_EXERCISE OBJECTIVE_
An exact transcription of every entry is required, with the images left out.

_PROVIDED INFORMATION_
######

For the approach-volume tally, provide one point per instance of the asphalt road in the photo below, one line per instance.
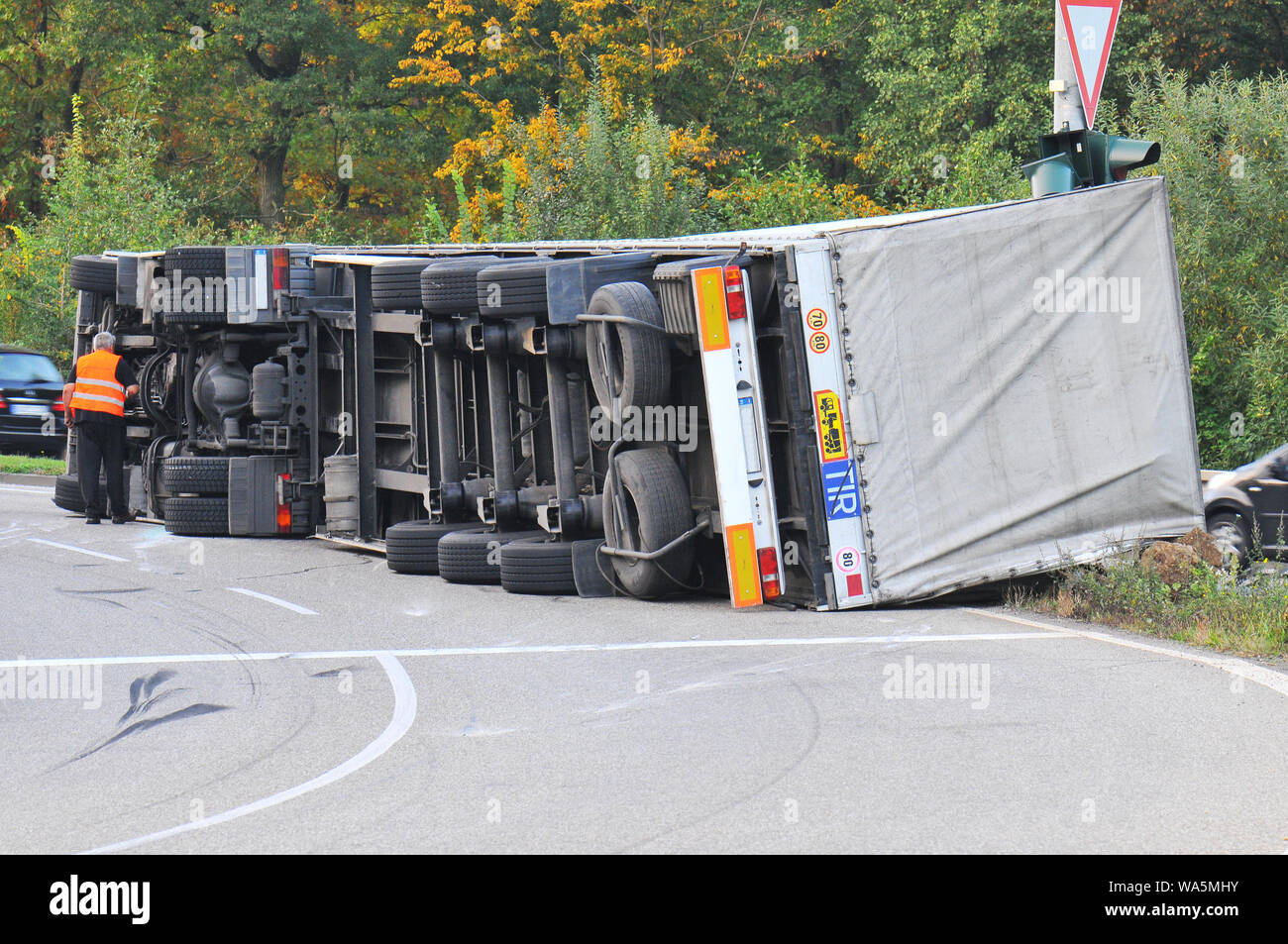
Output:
(259, 695)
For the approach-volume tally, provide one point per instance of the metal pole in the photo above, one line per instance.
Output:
(1068, 99)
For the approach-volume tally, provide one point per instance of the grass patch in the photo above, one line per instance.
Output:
(1245, 613)
(31, 465)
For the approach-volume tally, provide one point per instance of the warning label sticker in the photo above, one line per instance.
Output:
(831, 425)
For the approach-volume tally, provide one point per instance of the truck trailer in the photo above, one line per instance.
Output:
(832, 415)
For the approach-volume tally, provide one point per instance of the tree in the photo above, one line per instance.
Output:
(1202, 37)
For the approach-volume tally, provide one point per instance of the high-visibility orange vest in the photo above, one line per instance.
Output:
(95, 384)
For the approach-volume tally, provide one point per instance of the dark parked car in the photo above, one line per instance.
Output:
(31, 402)
(1247, 509)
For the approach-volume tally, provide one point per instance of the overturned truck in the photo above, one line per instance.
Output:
(832, 415)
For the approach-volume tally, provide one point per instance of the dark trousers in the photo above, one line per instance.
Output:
(101, 443)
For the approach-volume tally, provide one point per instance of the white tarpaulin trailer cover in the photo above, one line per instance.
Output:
(1018, 386)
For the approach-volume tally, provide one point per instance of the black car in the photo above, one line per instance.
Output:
(1247, 509)
(31, 402)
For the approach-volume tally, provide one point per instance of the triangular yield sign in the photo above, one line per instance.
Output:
(1090, 26)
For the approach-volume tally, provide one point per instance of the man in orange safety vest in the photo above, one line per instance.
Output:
(95, 393)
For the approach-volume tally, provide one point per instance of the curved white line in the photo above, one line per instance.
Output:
(274, 600)
(403, 716)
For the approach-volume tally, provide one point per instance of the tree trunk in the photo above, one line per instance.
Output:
(270, 180)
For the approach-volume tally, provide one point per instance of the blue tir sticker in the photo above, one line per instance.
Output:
(840, 489)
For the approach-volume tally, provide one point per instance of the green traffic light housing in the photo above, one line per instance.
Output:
(1070, 159)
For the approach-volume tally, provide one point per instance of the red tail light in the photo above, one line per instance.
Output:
(771, 586)
(283, 505)
(281, 269)
(735, 299)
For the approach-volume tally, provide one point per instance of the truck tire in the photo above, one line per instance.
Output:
(412, 546)
(655, 496)
(471, 556)
(194, 475)
(1232, 537)
(451, 286)
(395, 286)
(198, 262)
(68, 497)
(509, 290)
(629, 366)
(93, 274)
(194, 517)
(537, 566)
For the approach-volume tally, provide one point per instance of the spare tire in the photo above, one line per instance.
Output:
(196, 515)
(198, 262)
(473, 556)
(412, 546)
(395, 286)
(513, 288)
(655, 510)
(68, 497)
(93, 274)
(629, 366)
(537, 566)
(451, 286)
(194, 474)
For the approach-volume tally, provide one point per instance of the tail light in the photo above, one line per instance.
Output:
(283, 505)
(771, 584)
(735, 299)
(281, 269)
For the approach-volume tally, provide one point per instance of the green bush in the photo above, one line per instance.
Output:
(606, 170)
(1218, 609)
(799, 193)
(1225, 156)
(106, 194)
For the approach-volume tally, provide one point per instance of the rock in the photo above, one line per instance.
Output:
(1173, 563)
(1203, 544)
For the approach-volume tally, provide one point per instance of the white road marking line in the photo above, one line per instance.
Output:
(519, 649)
(78, 550)
(403, 716)
(1273, 681)
(266, 597)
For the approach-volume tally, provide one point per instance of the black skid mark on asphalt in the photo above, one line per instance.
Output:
(307, 570)
(334, 673)
(110, 590)
(145, 724)
(146, 694)
(141, 693)
(102, 595)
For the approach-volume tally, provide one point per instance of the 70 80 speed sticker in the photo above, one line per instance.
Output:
(831, 425)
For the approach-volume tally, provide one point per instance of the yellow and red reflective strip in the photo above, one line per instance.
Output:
(743, 571)
(712, 314)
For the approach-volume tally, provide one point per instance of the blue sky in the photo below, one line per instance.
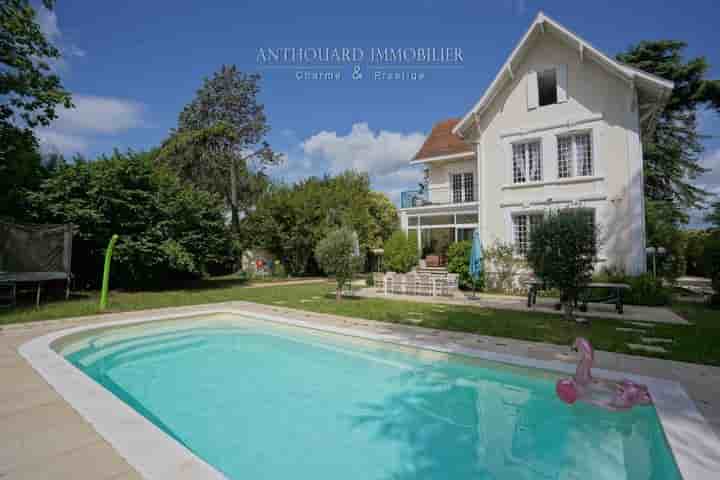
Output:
(132, 65)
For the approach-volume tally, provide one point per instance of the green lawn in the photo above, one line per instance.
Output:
(698, 343)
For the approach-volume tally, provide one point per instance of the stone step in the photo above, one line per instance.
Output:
(646, 348)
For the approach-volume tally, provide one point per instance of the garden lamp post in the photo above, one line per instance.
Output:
(654, 252)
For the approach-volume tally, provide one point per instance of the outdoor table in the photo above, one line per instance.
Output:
(615, 297)
(10, 280)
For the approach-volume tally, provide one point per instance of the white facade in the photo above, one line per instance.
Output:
(581, 148)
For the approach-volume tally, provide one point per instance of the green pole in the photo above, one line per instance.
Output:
(106, 272)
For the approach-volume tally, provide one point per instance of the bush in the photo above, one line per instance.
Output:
(711, 264)
(502, 266)
(168, 232)
(336, 256)
(664, 229)
(459, 262)
(401, 253)
(562, 253)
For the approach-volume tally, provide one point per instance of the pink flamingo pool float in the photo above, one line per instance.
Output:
(581, 387)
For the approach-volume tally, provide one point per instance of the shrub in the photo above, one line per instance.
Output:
(168, 231)
(562, 253)
(694, 249)
(459, 262)
(644, 289)
(503, 265)
(401, 253)
(336, 256)
(711, 264)
(664, 229)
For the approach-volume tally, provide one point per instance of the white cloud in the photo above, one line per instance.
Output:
(48, 22)
(74, 129)
(378, 153)
(51, 141)
(100, 114)
(518, 7)
(384, 155)
(709, 181)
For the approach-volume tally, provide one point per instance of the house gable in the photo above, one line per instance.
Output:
(652, 91)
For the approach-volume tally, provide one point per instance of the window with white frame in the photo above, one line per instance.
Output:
(462, 187)
(523, 225)
(575, 155)
(469, 186)
(527, 162)
(547, 87)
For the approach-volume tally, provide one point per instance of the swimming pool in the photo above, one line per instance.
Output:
(257, 399)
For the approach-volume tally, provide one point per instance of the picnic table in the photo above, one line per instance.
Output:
(9, 282)
(615, 297)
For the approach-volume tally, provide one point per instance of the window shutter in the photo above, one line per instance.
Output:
(561, 73)
(532, 90)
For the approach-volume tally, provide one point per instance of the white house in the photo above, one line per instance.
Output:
(559, 126)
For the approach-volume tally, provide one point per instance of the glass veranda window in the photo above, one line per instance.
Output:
(523, 225)
(527, 162)
(575, 155)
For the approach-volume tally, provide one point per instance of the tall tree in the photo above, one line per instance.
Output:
(29, 91)
(673, 148)
(225, 126)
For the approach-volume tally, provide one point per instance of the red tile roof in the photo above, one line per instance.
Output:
(441, 141)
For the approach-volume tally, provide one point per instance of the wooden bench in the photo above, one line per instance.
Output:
(615, 297)
(416, 284)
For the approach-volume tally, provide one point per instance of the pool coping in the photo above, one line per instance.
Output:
(154, 454)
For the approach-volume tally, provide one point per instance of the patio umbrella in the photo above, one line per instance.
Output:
(476, 263)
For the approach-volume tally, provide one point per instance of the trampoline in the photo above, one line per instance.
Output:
(32, 256)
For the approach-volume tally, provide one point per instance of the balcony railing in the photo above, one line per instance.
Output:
(431, 196)
(413, 198)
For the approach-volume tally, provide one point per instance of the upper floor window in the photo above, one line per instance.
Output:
(522, 229)
(462, 185)
(527, 162)
(547, 87)
(575, 155)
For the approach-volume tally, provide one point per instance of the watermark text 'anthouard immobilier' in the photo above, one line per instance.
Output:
(385, 63)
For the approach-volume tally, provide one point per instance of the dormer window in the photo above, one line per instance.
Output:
(547, 87)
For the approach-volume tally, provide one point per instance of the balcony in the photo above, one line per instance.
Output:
(413, 198)
(435, 196)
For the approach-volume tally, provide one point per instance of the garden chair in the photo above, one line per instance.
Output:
(453, 280)
(379, 281)
(411, 284)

######

_COMPLETED EXERCISE_
For the approach-volume tally, provide one point per instance of the asphalt road in the photo below, one line per instance.
Output:
(259, 695)
For the approach-volume tally, provide one point per instance of the metal pole in the photo above, one line per instance.
Output:
(1068, 99)
For the approach-volume tally, provide one point per instance of the grass patch in the photo above, one line per instance.
Output:
(1245, 613)
(31, 465)
For the approach-volume tally, provide one point per instance of the warning label sticker in the photo above, one line per instance.
Output:
(831, 425)
For the approach-volume tally, provide one point per instance of the truck trailer in the photo above, one line per instance.
Output:
(832, 415)
For the approach-volume tally, provide one point per instance of the tree in the photo above, one line per instance.
Output:
(1202, 37)
For the approach-volume tally, provide one point per instance of the high-visibility orange vest in the photo above, one line per instance.
Output:
(95, 384)
For the approach-volume tally, provide one point per instance of the dark parked car in the photo above, one line per instance.
Output:
(31, 402)
(1247, 509)
For the approach-volume tally, provide one point per instance of the overturned truck in the photo above, one line per instance.
Output:
(832, 415)
For the approach-volume tally, provide one point per instance of the dark trousers in the photo above, one line per instance.
Output:
(101, 443)
For the approach-volume tally, provide one point per instance of the white tarpaulin trailer cover in the photo above, one line per instance.
Output:
(1018, 386)
For the approach-volume tally, provide one point per instance of the black car in the photo above, one line per instance.
Output:
(1247, 509)
(31, 402)
For the approach-volume tally, provide one point per instance of the triangular yield sign in the photo above, one line per instance.
Output:
(1090, 26)
For the approach-volume tally, provide one point per instance of the man in orange safety vest in the photo above, one line per instance.
Output:
(95, 393)
For the approach-volume tally, provide one point per instance of the curved white line in the photo above, one line per instance.
Output:
(274, 600)
(403, 716)
For the approach-volume tally, provide one point per instance of the tree trunk in the photo above, one line per instance.
Output:
(270, 180)
For the approach-volume tally, provide one point per instance of the blue tir sticker in the photo above, one line per instance.
Output:
(840, 489)
For the approach-volume tally, provide one point per instance of the green traffic light housing in the photo above, one line per instance.
Output:
(1070, 159)
For the approach-volume tally, provide one point per instance of the red tail light in the photo above, one line per instance.
Output:
(771, 586)
(283, 505)
(281, 269)
(735, 299)
For the approach-volume tally, provide one point per instance of the truck tire in the photo above, one line per instance.
Output:
(412, 546)
(655, 496)
(471, 556)
(194, 475)
(1232, 537)
(451, 286)
(395, 286)
(198, 262)
(68, 497)
(509, 290)
(629, 366)
(93, 274)
(194, 517)
(537, 566)
For the approach-volume tally, provide one point per instance of the spare tire in the photo above, one line per instance.
Output:
(196, 515)
(198, 262)
(473, 556)
(412, 546)
(395, 286)
(513, 288)
(655, 510)
(68, 497)
(93, 274)
(629, 366)
(537, 566)
(451, 286)
(194, 474)
For the approach-volume tally, provide one point per instance of the tail light in the photo above, one line per instance.
Output:
(283, 505)
(771, 584)
(735, 299)
(281, 269)
For the approach-volume tally, provide one point per instance of the green bush in the photo above, one line per instance.
Output:
(606, 170)
(1218, 609)
(799, 193)
(1225, 156)
(106, 194)
For the approach-volume tally, provide one point per instance of the rock in the photo above, one line per instance.
Output:
(1173, 563)
(1203, 544)
For the approach-volume tally, provide one point per instance of the white road marking line in the photo above, one line per instance.
Output:
(519, 649)
(78, 550)
(403, 716)
(1273, 681)
(266, 597)
For the approach-volume tally, provide one point per instance of the black skid mark on asphalt in the photo above, one line per instance.
Output:
(307, 570)
(334, 673)
(110, 590)
(145, 724)
(146, 694)
(141, 693)
(102, 595)
For the approach-volume tally, provide one point per instance of the 70 80 speed sticker in the photo above, one line per instance.
Output:
(831, 425)
For the approach-volume tally, provide one point per instance of the yellow and red reflective strip in the photo above, one line per instance.
Output:
(743, 571)
(712, 314)
For the approach-volume tally, provide one point per instance of the blue sky in the photo below, one line per instance.
Output:
(132, 65)
For the approach-volume tally, provide one point per instance of the green lawn in the photo above, one line per instance.
Output:
(698, 343)
For the approach-volume tally, provide one point per instance of the stone step in the photo above, one line per instance.
Output:
(646, 348)
For the approach-volume tally, provide one point per instance of the garden lamp post in the photo above, one line per instance.
Output:
(654, 252)
For the approach-volume tally, provide one point per instance of the outdoor table in the photo above, one line per instance.
Output:
(615, 297)
(10, 280)
For the approach-volume tally, provide one point per instance of the white facade in the photo above, one line per instance.
Output:
(581, 148)
For the approach-volume tally, provide one point per instance of the green pole in the photo above, one line per instance.
Output:
(106, 272)
For the approach-volume tally, provide one point per instance of the bush in the photo above, one line per instance.
Output:
(711, 264)
(502, 266)
(168, 232)
(336, 256)
(664, 229)
(459, 262)
(401, 253)
(562, 253)
For the approach-volume tally, provide one point per instance of the pink flamingo pool float in the photo above, one line per instance.
Output:
(581, 387)
For the approach-volume tally, provide one point per instance of the shrub in the photo above, one line per instance.
Output:
(168, 231)
(562, 253)
(694, 249)
(459, 262)
(644, 289)
(503, 265)
(401, 253)
(336, 256)
(711, 264)
(664, 229)
For the approach-volume tally, provide one point per instance of the white cloud in the photo above, one line per instance.
Output:
(48, 22)
(74, 129)
(378, 153)
(51, 141)
(100, 114)
(518, 7)
(384, 155)
(709, 181)
For the approach-volume tally, provide one point per instance of the house gable in the photo above, one line per instance.
Output:
(652, 91)
For the approach-volume tally, provide one point per instance of the window with white frame in the photo above, one line per instance.
Output:
(462, 187)
(523, 225)
(575, 155)
(469, 186)
(527, 162)
(547, 87)
For the approach-volume tally, provide one point per instance of the swimming pool in the photo above, one line per instance.
Output:
(257, 399)
For the approach-volume tally, provide one point per instance of the picnic table in the photo above, one line per instance.
Output:
(9, 282)
(615, 297)
For the approach-volume tally, provide one point per instance of the window shutter in the photo above, one line per instance.
Output:
(561, 73)
(532, 90)
For the approach-volume tally, provide one point per instance of the white house in the photo above, one line per instance.
Output:
(559, 126)
For the approach-volume tally, provide one point per instance of the glass veranda window in the photo above, one line per instance.
Output:
(523, 225)
(527, 162)
(575, 155)
For the approach-volume tally, provide one point per instance of the tall tree in the photo above, one line per instance.
Output:
(29, 91)
(673, 148)
(225, 126)
For the approach-volume tally, provide one point per instance of the red tile roof in the photo above, one line per instance.
Output:
(441, 141)
For the approach-volume tally, provide one point per instance of the wooden bench in the photo above, one line per instance.
Output:
(615, 297)
(416, 284)
For the approach-volume tally, provide one point per instance of the pool coping in the photo above, one line per instance.
Output:
(154, 454)
For the approach-volume tally, provide one point per instance of the patio umbrella in the photo above, one line per instance.
Output:
(476, 263)
For the approach-volume tally, provide one point per instance of the trampoline in the photo above, one line per instance.
Output:
(32, 256)
For the approach-volume tally, provide one point per instance of the balcony railing in the photo above, one line per instance.
Output:
(431, 196)
(413, 198)
For the approach-volume tally, provide one point per instance of the upper floor window in the photo above, one line per instance.
Output:
(522, 229)
(462, 185)
(527, 162)
(547, 87)
(575, 155)
For the approach-volume tally, provide one point per instance of the watermark text 'anthouard immobilier' in the photo above, one line per instance.
Output:
(385, 63)
For the approach-volume tally, provide one point per instance of the dormer window in the photo above, one line per instance.
Output:
(547, 87)
For the approach-volume tally, provide one point per instance of the balcony in the photo above, one line per instance.
Output:
(413, 198)
(435, 196)
For the approach-volume tally, provide one point per instance of the garden chair in the photo above, one line per instance.
Output:
(453, 280)
(379, 281)
(411, 284)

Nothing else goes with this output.